— start —
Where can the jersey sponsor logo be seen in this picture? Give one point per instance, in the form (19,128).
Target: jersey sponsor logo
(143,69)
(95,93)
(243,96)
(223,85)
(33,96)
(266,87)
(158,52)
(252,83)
— end —
Problem requirements: Rewrite the listing with "jersey sponsor logo" replaced by "team crest" wherever it occurs, keeping everything else the same.

The solution:
Where can the team crest be seen in this picture? Give one point per instance, in the form (19,128).
Target: team crest
(143,69)
(95,93)
(243,96)
(223,85)
(33,96)
(266,87)
(158,52)
(252,83)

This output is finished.